• REQUIRED TASK:
Take the material below and retype it in full; pictures are left out.

• RECORDS FOR THE TASK:

★ ★ ★

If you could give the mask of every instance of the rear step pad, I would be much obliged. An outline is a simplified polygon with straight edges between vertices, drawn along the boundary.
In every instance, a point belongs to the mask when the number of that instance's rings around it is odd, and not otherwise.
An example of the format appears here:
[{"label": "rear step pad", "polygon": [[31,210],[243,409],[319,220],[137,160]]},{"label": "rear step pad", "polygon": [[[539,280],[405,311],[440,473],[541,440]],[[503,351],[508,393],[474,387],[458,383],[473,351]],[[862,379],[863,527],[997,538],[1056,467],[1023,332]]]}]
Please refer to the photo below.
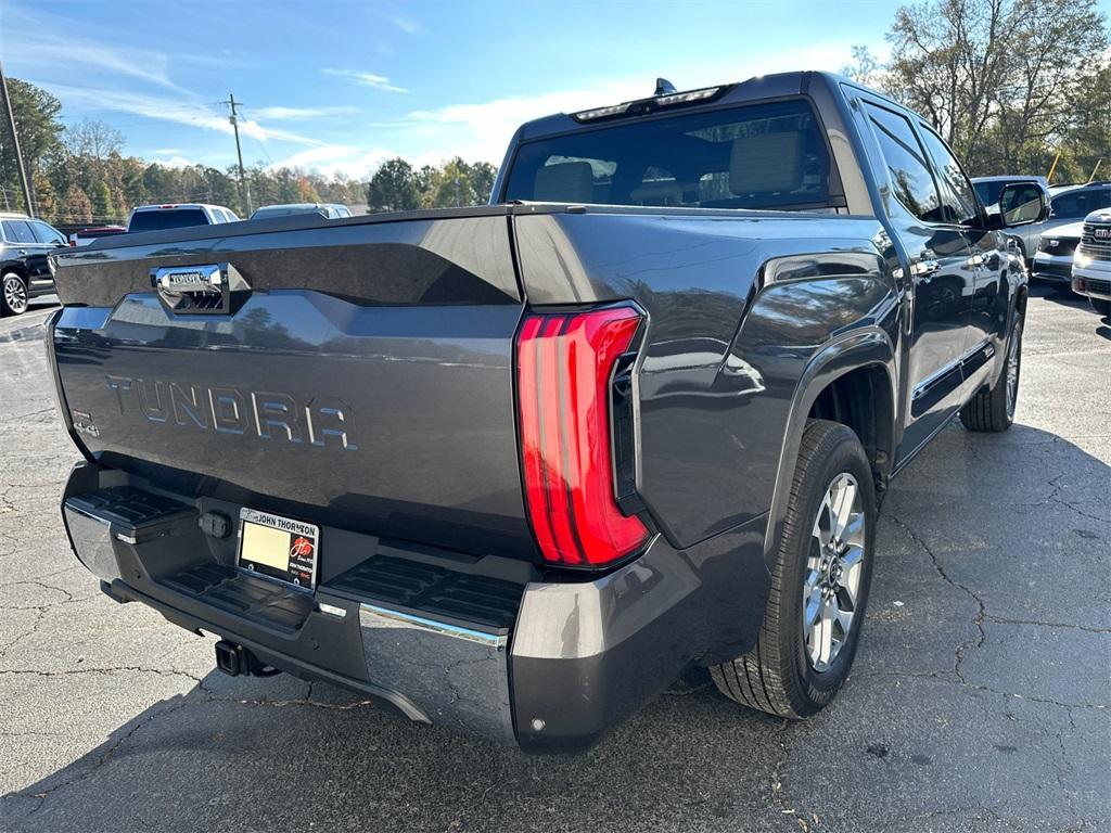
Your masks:
[{"label": "rear step pad", "polygon": [[354,599],[504,631],[517,621],[524,593],[524,586],[514,582],[382,554],[370,556],[326,586]]},{"label": "rear step pad", "polygon": [[[113,534],[129,544],[153,541],[171,528],[200,534],[193,506],[137,486],[100,489],[72,495],[66,503],[110,523]],[[306,589],[209,561],[207,553],[203,562],[153,581],[203,604],[288,633],[300,630],[316,609],[313,594]],[[377,553],[319,589],[356,602],[378,602],[399,612],[508,634],[517,621],[524,582]]]},{"label": "rear step pad", "polygon": [[66,504],[81,514],[112,524],[116,531],[131,539],[131,543],[153,531],[152,524],[197,513],[190,505],[130,485],[74,494],[66,499]]},{"label": "rear step pad", "polygon": [[307,591],[251,575],[224,564],[206,563],[158,582],[228,613],[267,628],[297,632],[316,608]]}]

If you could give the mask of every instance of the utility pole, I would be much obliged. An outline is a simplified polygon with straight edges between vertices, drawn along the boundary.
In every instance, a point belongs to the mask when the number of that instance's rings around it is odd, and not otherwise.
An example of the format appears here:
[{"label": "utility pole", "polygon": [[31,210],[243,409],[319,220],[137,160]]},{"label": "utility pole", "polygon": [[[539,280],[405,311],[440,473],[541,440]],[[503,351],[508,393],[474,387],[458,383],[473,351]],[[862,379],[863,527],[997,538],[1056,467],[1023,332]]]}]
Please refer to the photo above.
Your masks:
[{"label": "utility pole", "polygon": [[[16,114],[11,111],[11,99],[8,97],[8,79],[3,74],[3,64],[0,64],[0,99],[3,99],[3,109],[8,113],[8,128],[11,130],[11,147],[16,152],[16,168],[19,170],[19,187],[23,189],[23,204],[27,207],[28,217],[34,217],[34,203],[31,202],[31,188],[27,182],[23,154],[19,151],[19,137],[16,136]],[[4,202],[7,200],[8,194],[4,192]]]},{"label": "utility pole", "polygon": [[236,111],[237,107],[242,107],[242,101],[236,101],[236,96],[233,93],[228,93],[228,100],[224,101],[228,107],[231,108],[231,116],[228,121],[231,122],[231,129],[236,133],[236,155],[239,158],[239,199],[243,202],[243,208],[247,210],[247,215],[251,215],[251,189],[247,184],[247,177],[243,173],[243,151],[239,147],[239,113]]}]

★ ★ ★

• WRITTEN ANSWER:
If you could give the mask of every instance of the rear step pad, I would be much obliged. An outline is a simplified polygon with straight edges between vertices, drawn along the boundary.
In every instance, a point belongs to the mask when the number of that instance's rings around it is odd, and not otherwise.
An example of the format appears here:
[{"label": "rear step pad", "polygon": [[31,210],[243,409],[319,220],[137,160]]},{"label": "rear step pad", "polygon": [[[539,280],[405,311],[440,473],[541,440]],[[503,351],[508,393],[474,387],[458,383],[473,351]],[[862,379],[863,527],[997,538],[1056,467],[1023,332]]]}]
Please refer to the photo below.
Your masks:
[{"label": "rear step pad", "polygon": [[354,599],[504,631],[517,621],[524,593],[524,586],[514,582],[382,554],[370,556],[326,586]]},{"label": "rear step pad", "polygon": [[[113,534],[129,544],[153,541],[171,528],[200,534],[193,506],[137,486],[100,489],[72,495],[66,503],[110,523]],[[306,589],[209,561],[207,553],[203,562],[153,581],[203,604],[288,633],[300,630],[316,609],[313,594]],[[377,553],[319,589],[356,602],[378,602],[399,612],[508,634],[517,621],[524,582]]]},{"label": "rear step pad", "polygon": [[66,504],[81,514],[112,524],[116,531],[131,539],[131,543],[153,531],[152,524],[197,513],[190,505],[130,485],[74,494],[66,499]]},{"label": "rear step pad", "polygon": [[307,591],[251,575],[224,564],[206,563],[158,582],[228,613],[267,628],[297,632],[316,608]]}]

If you could give the mask of every instance of the utility pole, I would be much obliged. An outline is a simplified polygon with straight edges between vertices, drawn along the boundary.
In every instance, a point belongs to the mask when the number of that instance's rings around it is odd, and not otherwise.
An example of the format appears here:
[{"label": "utility pole", "polygon": [[31,210],[243,409],[319,220],[137,160]]},{"label": "utility pole", "polygon": [[[539,280],[405,311],[440,473],[541,440]],[[503,351],[508,393],[474,387],[458,383],[473,351]],[[862,379],[863,527],[997,538],[1056,467],[1023,332]]]}]
Please refer to the photo above.
Your masks:
[{"label": "utility pole", "polygon": [[[16,114],[11,111],[11,99],[8,97],[8,79],[3,74],[3,64],[0,64],[0,99],[3,99],[3,109],[8,113],[8,128],[11,130],[11,147],[16,152],[16,168],[19,170],[19,187],[23,189],[23,204],[27,207],[28,217],[34,217],[34,203],[31,202],[31,188],[27,182],[23,154],[19,151],[19,137],[16,136]],[[4,202],[7,200],[8,194],[4,192]]]},{"label": "utility pole", "polygon": [[236,111],[237,107],[242,107],[242,101],[236,101],[236,96],[233,93],[228,93],[228,100],[224,101],[228,107],[231,108],[231,116],[228,121],[231,122],[231,129],[236,133],[236,155],[239,158],[239,199],[243,202],[243,208],[247,210],[247,215],[251,215],[251,189],[247,184],[247,177],[243,173],[243,151],[239,147],[239,113]]}]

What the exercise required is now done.